* _Given text_
Manitoba doctors being monitored for fentanyl prescriptions

The College of Physicians and Surgeons of Manitoba says it is tracking who is prescribing fentanyl as Winnipeg police are sounding alarms over the street drug's use.

Prescriptions for powerful painkiller tracked as Winnipeg police sound alarm over street use

The College of Physicians and Surgeons of Manitoba says it is tracking who is prescribing fentanyl as Winnipeg police are sounding alarms over the street drug's use. (CBC)

The College of Physicians and Surgeons of Manitoba is monitoring who is prescribing fentanyl and how often.

It comes after Winnipeg police and health officials sounded the alarm over the growing number of overdoses and deaths linked to the highly potent painkiller.

College registrar Dr. Anna Ziomek said it's part of the effort to address the growing concern about the powerful narcotic,  its use by recreational drug users and the role that doctors may play in that.

"We are looking at prescribers of fentanyl. Who are the top 10 prescribers? We are looking at trends in prescribing, changes over time and if there are questions. Then these things can be reviewed. Action can be taken through complaints and investigations around the physician's prescribing practices," said Ziomek.

* _Dataset section_
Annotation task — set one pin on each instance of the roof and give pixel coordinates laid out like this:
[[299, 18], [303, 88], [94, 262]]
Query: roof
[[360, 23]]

* _Exercise instructions_
1 - Condense the paragraph of the fentanyl article that begins "College registrar Dr. Anna Ziomek said" into a single shorter sentence that retains its main facts.
2 - Extend the fentanyl article with a further paragraph that picks up after Ziomek's quoted statement.
The material was drawn from a separate source and is unrelated to the fentanyl article.

* _Answers in order_
1 - Registrar Dr. Anna Ziomek said the monitoring is part of the effort to address growing concern about fentanyl, its use by recreational drug users, and doctors' possible role in that.

2 -
But Ziomek said there is a distinction between fentanyl prescribed by doctors, which is in a liquid or patch form, and that which is found on the streets. Police said what they are finding on the street is powder and pill form, but the source of the drug is not always clear. 

Organized crime plays a role: police 

RCMP assistant commissioner Kevin Brosseau has his own theory on how fentanyl is winding up on the street.

"It is very clear that organized crime has seized this as being an opportunity to have another drug on the market. A lot of money can be made from trafficking. It is being made in basements and illicit labs, and there are potentially instances where people get their prescriptions pawned off for money. They are being sold in that way. It's an organized drug network," he said. 

Ziomek said because fentanyl is a narcotic, it is prescribed on a special duplicate pad that can be tracked. It has the doctor's name and license number on it.

A physician has to apply to the college to get the pad, and the pad has 25 numbered prescriptions in it. 

One copy goes to the patient, another to the pharmacist.

Physicians can keep track of what narcotics they are prescribing and how often. If the pad is stolen, pharmacies are notified.

Duplicate pads can be audited and monitored. Oxycontin prescriptions are also written using a similar duplicate pad.

College, chief medical examiner working together 

Ziomek said no physicians in Manitoba are being investigated for their prescribing practices of fentanyl, but the College is working closely with the Chief Medical Examiner's Office. 

"When a person has an overdose, the fentanyl shows up in their blood in lethal quantities at the medical examiner's office. But we don't know if that fentanyl came from being sucked out of a patch or if it was injected or taken as a powder," Ziomek said. 

She said all the college can track through the medical examiner's office is prescribed fentanyl. 

But she added,"There are deaths that result from overdoses of fentanyl prescriptions. Things that we know that doctors may be contributing to."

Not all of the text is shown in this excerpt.